** start Records for this task **

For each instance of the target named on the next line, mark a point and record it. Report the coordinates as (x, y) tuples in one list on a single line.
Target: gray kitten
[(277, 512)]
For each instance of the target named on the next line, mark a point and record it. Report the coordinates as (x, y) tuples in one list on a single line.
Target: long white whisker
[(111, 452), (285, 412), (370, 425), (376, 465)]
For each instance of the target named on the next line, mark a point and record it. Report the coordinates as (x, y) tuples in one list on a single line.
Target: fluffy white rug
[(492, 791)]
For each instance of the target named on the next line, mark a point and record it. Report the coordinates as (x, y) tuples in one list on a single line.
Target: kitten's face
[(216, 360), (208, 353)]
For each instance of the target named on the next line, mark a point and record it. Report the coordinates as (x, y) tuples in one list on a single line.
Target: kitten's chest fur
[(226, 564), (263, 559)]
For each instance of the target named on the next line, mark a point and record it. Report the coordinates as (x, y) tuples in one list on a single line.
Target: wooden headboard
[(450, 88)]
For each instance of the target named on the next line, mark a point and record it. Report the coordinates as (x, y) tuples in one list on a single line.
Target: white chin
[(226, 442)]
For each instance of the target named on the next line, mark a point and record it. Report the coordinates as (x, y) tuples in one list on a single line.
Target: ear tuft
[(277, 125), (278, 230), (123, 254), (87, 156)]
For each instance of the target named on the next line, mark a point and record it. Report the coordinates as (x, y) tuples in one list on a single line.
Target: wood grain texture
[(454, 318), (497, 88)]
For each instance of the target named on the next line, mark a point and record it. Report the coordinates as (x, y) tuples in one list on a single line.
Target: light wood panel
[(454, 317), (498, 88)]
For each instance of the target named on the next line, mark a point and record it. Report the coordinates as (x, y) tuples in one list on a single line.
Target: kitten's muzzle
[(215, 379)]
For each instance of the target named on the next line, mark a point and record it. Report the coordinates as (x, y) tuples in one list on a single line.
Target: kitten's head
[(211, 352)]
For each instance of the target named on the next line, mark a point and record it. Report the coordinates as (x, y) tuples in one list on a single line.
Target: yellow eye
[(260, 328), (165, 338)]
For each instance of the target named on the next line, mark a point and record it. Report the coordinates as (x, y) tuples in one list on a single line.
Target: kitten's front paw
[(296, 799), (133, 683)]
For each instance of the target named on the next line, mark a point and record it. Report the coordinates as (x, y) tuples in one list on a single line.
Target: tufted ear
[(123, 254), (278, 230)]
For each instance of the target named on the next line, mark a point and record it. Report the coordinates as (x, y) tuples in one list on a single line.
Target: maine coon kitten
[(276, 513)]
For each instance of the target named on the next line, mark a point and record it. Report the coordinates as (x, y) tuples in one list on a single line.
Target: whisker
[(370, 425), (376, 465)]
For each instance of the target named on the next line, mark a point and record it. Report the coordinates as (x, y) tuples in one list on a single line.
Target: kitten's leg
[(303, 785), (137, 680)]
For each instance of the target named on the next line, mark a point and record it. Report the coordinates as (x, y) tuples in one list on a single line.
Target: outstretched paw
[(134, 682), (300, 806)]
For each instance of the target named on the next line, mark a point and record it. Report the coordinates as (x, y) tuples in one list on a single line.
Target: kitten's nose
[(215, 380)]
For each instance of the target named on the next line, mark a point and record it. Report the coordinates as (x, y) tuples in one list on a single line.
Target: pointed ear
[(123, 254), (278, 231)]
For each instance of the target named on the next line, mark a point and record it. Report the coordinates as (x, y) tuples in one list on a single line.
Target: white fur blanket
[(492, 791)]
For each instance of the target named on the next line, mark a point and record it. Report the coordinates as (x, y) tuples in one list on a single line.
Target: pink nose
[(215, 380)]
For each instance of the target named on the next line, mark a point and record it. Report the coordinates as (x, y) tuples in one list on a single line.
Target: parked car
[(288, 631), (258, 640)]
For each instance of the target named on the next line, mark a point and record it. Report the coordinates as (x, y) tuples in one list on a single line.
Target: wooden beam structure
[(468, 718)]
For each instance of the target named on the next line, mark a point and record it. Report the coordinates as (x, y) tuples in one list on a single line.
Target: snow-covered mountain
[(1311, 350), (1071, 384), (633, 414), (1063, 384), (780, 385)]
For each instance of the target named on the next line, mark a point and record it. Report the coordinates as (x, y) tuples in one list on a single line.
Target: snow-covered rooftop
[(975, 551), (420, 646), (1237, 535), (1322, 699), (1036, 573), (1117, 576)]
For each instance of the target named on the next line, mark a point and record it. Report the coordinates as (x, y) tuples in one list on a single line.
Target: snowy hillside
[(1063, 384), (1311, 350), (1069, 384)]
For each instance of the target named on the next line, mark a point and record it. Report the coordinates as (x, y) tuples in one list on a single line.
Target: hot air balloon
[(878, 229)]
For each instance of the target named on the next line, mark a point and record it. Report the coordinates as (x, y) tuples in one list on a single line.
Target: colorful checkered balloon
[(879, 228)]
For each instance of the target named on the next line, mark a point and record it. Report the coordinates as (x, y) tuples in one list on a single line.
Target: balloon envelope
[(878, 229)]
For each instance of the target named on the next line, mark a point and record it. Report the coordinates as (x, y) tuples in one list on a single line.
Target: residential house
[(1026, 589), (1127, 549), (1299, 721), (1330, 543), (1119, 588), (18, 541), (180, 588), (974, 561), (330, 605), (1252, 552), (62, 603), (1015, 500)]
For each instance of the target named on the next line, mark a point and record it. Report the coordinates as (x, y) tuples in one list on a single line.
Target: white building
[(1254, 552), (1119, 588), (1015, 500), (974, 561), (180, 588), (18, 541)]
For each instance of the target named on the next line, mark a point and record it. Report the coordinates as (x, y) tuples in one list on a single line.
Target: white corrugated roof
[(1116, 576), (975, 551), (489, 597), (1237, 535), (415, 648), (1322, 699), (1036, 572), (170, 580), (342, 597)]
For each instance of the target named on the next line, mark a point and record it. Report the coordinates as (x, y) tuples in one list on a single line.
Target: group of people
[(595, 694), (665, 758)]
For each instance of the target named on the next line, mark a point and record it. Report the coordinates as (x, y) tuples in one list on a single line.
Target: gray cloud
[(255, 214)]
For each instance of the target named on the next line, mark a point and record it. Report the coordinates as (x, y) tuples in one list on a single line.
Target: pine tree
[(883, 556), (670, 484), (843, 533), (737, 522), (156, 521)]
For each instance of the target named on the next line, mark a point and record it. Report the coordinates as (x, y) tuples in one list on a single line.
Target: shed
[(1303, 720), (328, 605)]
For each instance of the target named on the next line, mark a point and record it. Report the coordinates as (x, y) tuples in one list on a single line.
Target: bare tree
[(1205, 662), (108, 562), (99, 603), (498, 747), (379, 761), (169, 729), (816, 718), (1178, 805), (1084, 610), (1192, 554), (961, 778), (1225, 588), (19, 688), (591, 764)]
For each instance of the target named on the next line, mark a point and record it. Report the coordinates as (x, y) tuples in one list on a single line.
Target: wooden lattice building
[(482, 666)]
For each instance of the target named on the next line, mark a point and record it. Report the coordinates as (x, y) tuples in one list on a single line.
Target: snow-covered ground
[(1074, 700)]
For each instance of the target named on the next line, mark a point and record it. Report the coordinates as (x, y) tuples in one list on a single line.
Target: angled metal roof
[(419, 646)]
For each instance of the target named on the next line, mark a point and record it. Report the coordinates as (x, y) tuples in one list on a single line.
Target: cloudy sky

** end Records for this task **

§ Set problem
Format the stretch of records from the start through the line containing "[(215, 379)]" as a two-column CSV with the columns request and answer, one row per request. Put each request's text and its answer in a single quoted field, with line breaks turned into spaces.

§ Full solution
request,answer
"For each instance of the target named on the next line, mark a point and record it. Report the coordinates as (x, y) tuples in one list on a single line. Target: gray kitten","[(277, 512)]"
"For each instance of the target named on the next line, mark a point and record it. Report the coordinates as (x, y) tuples in one list on a single line. Target: long white whisker","[(111, 452), (285, 412), (370, 425), (376, 465)]"
"For each instance of the target named on the next line, mark a point and record it. Report the coordinates as (x, y) tuples in one list on a single line. Target: fluffy white rug","[(492, 791)]"
"For each instance of the target named on the next line, mark a point and record it. Report the coordinates as (x, y) tuples in one list on a single line. Target: kitten's face","[(216, 360), (208, 353)]"
"For each instance of the target named on the next line, mark a point and record it. Report the coordinates as (x, y) tuples in one list on a single line. Target: kitten's chest fur","[(226, 564), (263, 559)]"
"For each instance of the target named on the next line, mark a point and record it. Report the coordinates as (x, y) tuples in one list on a single line. Target: wooden headboard","[(450, 88)]"
"For each instance of the target named on the next line, mark a point and record it. Report the coordinates as (x, y) tuples in one list on a single line. Target: white chin","[(226, 442)]"
"For each instance of the target named on the next line, mark a point and record it. Report the coordinates as (x, y) tuples in one list on a single line. Target: ear tuft","[(277, 125), (278, 230), (123, 254), (87, 156)]"
"For each instance of the target named on the next line, mark a point and record it. Report the coordinates as (x, y) tuples in one list on a single line. Target: wood grain texture","[(454, 318), (497, 88)]"
"For each instance of the target named on the next line, mark a point and record it. Report the coordinates as (x, y) tuples in one list on a single line. Target: light wood panel","[(454, 317), (498, 88)]"
"For each instance of the target named on the next line, mark a point and record it. Report the coordinates as (x, y) tuples in one list on a single line. Target: kitten's muzzle","[(215, 379)]"